**WHAT THIS TASK INVOLVES**
From the line containing "Q: Tag one point on each instance of the ground" down to the last line of the data, output each line word for word and include nothing else.

**RECORDS TO USE**
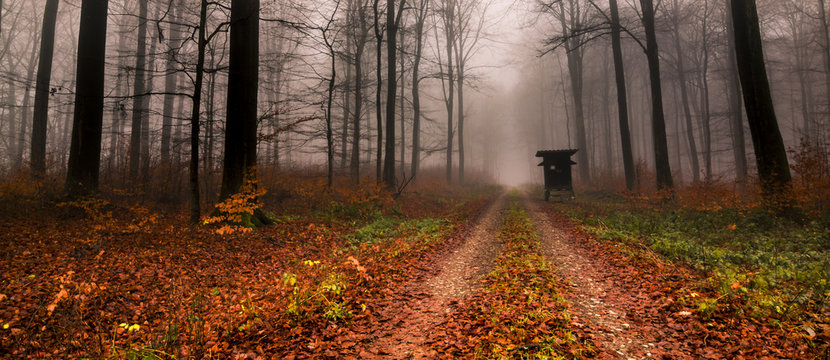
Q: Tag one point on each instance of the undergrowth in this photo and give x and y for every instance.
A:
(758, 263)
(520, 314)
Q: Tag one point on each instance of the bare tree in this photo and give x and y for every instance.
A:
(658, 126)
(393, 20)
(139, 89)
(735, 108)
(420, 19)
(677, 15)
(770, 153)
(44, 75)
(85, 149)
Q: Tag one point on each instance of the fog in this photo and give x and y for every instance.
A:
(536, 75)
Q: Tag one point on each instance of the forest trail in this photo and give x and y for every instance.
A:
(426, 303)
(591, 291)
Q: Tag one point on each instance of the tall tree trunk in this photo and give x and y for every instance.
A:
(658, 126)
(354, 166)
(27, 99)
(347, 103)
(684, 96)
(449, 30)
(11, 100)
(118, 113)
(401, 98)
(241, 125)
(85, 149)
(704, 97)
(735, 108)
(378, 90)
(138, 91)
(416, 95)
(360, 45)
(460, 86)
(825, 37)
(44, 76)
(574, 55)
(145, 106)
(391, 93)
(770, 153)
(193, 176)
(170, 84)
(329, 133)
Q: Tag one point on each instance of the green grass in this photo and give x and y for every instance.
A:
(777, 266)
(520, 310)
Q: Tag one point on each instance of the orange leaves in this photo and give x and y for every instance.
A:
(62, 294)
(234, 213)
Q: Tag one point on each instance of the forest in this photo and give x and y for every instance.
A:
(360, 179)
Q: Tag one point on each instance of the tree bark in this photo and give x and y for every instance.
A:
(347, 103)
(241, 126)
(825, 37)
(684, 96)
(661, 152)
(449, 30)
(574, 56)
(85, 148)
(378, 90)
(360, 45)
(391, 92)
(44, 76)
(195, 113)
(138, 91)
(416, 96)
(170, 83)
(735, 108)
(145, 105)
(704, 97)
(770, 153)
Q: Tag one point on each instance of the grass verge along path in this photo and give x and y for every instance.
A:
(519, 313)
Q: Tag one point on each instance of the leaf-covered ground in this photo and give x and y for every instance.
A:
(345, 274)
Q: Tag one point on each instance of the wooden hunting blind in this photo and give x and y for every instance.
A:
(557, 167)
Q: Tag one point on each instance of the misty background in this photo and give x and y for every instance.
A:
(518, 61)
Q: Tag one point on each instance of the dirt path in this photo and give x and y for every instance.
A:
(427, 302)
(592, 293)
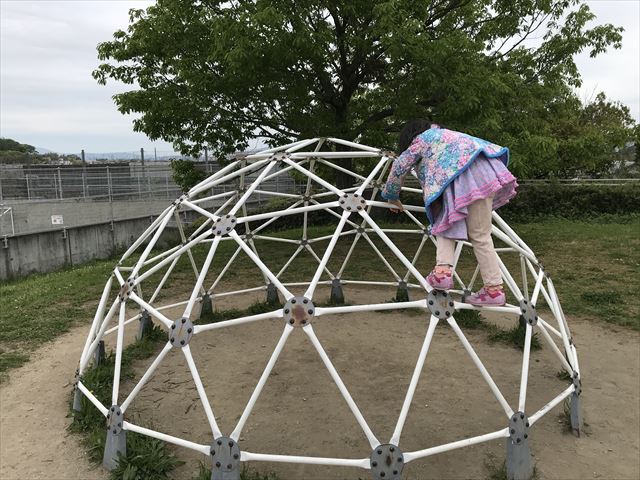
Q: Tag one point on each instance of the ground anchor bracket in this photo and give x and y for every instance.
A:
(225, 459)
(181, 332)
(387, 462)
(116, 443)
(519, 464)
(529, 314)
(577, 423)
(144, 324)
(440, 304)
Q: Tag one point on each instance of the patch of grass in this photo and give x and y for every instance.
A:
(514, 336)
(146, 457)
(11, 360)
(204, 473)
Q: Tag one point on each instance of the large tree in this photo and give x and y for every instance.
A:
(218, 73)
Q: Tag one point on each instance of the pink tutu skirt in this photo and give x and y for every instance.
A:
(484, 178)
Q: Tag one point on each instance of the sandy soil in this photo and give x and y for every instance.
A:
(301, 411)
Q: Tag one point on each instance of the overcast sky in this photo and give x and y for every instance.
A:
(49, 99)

**RESPONSE FOR THIS EXERCISE**
Q: Tag one point on each instance of the ground anchor bracket in this photo and give x and y for every instance.
A:
(225, 459)
(181, 332)
(387, 462)
(116, 443)
(519, 464)
(529, 314)
(577, 423)
(144, 324)
(440, 304)
Q: Tag one point on each instance of the patch of grass in this photo and give x and y for every instance.
A:
(514, 336)
(146, 457)
(11, 360)
(204, 473)
Q: Tag one point on each instance of the large tree in this photo and give x and y for every instance.
A:
(218, 73)
Q: Tag one point on each instance of the pink tutu skirt in this photo and give x and y for every instance.
A:
(484, 178)
Q: Tag one point on each instance of the sandy soil in this photo and give x and y for every instance.
A:
(301, 411)
Q: Tag one point on each instance of the overcast sky in this photo and give x and y for every instance.
A:
(49, 99)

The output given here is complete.